#### Task prompt:
Render the listing below as a JSON list of strings, from its first line up to and including the line with "(1020, 762)". Use one string per line and omit blank lines.

-- Supplied data start --

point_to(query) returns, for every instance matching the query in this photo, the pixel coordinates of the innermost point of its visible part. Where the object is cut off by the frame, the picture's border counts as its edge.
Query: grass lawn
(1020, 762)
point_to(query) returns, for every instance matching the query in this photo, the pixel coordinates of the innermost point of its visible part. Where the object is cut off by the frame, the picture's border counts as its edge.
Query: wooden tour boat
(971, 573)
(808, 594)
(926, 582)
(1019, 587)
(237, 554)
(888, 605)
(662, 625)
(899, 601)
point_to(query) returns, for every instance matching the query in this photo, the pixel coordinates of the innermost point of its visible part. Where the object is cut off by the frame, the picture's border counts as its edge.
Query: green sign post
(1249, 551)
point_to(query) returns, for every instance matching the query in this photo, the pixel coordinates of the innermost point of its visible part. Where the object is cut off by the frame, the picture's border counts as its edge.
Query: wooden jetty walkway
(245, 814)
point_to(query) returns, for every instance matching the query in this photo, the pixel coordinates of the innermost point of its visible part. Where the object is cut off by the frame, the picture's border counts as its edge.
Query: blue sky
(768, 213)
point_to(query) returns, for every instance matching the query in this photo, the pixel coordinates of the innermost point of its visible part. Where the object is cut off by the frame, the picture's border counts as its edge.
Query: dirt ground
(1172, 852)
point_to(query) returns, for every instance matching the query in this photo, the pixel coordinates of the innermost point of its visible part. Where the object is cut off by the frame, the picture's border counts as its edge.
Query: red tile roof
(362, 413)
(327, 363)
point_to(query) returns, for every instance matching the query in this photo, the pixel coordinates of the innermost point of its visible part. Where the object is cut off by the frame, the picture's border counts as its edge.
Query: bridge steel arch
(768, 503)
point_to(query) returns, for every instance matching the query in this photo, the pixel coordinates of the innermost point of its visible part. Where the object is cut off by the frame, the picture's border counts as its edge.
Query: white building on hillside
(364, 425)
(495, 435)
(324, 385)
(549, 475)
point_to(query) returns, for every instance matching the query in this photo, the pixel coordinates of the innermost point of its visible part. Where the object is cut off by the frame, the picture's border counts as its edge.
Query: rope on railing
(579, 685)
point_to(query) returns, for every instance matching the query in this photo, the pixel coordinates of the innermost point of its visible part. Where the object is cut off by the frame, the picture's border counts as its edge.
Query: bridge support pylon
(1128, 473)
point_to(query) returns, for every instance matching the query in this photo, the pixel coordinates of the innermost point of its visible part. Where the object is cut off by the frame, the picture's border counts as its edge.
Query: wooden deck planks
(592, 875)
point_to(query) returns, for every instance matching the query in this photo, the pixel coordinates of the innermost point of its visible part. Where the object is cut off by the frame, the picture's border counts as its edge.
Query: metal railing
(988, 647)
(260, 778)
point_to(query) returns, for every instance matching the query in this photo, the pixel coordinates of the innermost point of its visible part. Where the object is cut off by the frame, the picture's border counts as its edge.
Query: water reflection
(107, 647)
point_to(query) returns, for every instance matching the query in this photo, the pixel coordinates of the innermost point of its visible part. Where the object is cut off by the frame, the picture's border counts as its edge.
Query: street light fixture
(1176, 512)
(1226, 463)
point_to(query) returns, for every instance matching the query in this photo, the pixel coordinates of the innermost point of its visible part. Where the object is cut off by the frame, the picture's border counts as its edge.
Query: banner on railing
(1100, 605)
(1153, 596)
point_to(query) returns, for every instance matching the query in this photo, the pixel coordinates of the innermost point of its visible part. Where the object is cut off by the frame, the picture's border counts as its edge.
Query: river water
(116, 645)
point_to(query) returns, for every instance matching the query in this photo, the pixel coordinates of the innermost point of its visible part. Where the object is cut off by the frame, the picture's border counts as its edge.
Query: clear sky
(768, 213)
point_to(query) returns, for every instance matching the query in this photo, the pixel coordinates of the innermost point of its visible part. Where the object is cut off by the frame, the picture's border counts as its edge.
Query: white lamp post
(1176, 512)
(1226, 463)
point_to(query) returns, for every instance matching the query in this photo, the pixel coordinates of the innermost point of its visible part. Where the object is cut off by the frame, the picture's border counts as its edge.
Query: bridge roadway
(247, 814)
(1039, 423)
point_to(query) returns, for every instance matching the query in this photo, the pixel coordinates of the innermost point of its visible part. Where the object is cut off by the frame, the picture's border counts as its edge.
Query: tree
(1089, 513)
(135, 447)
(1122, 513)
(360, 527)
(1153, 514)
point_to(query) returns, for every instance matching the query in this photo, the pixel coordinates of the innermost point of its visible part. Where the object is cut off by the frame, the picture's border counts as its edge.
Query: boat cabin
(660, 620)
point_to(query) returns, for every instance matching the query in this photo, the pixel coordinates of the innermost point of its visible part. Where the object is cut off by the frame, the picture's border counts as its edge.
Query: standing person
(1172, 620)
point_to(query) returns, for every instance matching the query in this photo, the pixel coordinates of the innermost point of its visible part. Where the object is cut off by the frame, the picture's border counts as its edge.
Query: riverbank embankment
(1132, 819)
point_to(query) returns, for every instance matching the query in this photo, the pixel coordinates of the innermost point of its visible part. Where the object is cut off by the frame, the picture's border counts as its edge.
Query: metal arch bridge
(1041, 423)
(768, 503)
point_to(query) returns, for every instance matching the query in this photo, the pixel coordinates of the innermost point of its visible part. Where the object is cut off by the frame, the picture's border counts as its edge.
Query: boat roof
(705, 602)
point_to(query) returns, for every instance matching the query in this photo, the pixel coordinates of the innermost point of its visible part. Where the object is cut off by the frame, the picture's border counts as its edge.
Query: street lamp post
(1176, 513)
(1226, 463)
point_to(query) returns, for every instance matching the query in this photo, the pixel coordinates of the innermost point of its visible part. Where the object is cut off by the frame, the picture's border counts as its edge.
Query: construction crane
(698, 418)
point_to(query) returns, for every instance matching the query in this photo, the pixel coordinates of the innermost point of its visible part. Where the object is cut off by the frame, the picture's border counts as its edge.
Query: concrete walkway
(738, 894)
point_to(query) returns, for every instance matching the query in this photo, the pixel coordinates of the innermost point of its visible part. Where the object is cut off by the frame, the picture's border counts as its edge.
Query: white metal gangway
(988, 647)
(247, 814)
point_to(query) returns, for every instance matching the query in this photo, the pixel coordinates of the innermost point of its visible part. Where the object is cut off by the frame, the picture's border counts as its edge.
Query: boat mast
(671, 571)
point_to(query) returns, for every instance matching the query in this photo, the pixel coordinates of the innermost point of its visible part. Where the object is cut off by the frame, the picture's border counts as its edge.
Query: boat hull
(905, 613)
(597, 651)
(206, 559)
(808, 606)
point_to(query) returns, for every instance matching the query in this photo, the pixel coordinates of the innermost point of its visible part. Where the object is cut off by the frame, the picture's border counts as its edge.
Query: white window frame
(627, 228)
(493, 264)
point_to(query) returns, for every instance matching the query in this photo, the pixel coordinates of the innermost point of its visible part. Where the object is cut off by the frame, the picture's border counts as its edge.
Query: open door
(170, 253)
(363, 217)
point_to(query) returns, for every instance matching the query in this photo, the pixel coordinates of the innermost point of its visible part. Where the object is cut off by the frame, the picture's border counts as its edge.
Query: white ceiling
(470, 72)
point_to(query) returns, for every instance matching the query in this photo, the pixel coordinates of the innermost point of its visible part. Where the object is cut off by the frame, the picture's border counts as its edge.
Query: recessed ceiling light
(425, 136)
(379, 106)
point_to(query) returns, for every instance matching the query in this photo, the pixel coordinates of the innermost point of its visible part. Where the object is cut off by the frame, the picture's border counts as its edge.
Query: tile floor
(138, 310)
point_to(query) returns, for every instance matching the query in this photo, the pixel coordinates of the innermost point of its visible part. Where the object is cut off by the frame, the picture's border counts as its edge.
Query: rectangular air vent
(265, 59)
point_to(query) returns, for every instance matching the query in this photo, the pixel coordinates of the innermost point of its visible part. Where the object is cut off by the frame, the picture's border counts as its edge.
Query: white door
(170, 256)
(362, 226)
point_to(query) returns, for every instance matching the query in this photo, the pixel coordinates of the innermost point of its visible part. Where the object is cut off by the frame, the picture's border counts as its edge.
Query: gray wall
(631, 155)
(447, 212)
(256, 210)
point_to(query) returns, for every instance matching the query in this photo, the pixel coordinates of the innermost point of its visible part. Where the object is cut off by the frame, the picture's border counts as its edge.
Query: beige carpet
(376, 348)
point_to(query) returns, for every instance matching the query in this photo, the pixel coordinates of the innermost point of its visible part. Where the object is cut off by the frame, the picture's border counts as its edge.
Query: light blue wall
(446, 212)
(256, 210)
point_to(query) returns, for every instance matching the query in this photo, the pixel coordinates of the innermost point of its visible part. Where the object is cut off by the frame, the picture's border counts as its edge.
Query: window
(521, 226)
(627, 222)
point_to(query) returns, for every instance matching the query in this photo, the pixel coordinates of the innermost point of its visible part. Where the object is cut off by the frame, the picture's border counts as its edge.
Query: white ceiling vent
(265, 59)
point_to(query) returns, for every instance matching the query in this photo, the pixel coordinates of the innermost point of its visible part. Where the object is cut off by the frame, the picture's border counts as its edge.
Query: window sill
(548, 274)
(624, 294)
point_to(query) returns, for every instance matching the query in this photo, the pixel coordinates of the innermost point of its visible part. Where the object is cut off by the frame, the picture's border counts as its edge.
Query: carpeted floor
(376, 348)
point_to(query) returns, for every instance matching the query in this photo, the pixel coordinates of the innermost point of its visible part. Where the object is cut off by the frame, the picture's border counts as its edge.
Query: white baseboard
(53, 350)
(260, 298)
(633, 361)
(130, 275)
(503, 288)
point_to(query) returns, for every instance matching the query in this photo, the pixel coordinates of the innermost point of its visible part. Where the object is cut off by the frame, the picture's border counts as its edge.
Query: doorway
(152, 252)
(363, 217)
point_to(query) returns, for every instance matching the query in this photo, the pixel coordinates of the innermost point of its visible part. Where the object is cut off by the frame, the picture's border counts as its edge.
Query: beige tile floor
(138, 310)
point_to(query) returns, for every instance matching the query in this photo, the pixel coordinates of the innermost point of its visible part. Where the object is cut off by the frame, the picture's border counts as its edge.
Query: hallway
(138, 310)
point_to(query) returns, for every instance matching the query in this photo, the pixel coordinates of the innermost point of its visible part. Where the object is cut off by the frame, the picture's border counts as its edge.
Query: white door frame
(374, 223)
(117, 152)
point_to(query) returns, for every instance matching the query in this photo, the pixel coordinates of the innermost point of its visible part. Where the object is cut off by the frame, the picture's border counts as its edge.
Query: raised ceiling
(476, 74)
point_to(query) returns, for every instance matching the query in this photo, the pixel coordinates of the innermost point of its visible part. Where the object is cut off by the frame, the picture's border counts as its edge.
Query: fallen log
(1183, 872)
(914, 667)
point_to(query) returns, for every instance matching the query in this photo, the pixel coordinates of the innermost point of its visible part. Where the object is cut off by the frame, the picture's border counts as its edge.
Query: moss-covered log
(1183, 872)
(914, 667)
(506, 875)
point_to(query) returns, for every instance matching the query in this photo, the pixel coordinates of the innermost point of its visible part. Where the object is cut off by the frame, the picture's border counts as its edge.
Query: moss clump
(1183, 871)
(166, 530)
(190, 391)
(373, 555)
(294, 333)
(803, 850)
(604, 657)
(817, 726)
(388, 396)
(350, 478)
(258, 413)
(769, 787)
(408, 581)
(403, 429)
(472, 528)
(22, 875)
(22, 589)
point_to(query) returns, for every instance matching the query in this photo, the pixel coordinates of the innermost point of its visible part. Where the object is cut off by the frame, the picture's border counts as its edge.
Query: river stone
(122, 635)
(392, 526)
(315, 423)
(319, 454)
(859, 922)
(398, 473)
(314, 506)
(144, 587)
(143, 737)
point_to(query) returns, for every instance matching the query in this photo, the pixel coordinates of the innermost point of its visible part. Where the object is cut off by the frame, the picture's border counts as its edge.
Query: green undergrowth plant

-- Supplied data end --

#### Task response:
[
  "point_to(query) returns, for every instance matching the query in this photo, the pixel coordinates of the innermost point of its visible part. Where the object is cut off by the frame, the picture's border counts as its edge.",
  "Query: grass lawn",
  "(1020, 762)"
]